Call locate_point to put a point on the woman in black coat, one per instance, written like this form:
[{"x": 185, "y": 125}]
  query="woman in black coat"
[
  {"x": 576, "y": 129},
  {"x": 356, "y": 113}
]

※

[Work to complete]:
Reproduce the records above verbatim, line for line, leaving nothing out.

[Response]:
Call locate_point to put a point on the woman in black coat, one per instance, written like this form:
[{"x": 185, "y": 125}]
  query="woman in black coat"
[
  {"x": 576, "y": 129},
  {"x": 356, "y": 113}
]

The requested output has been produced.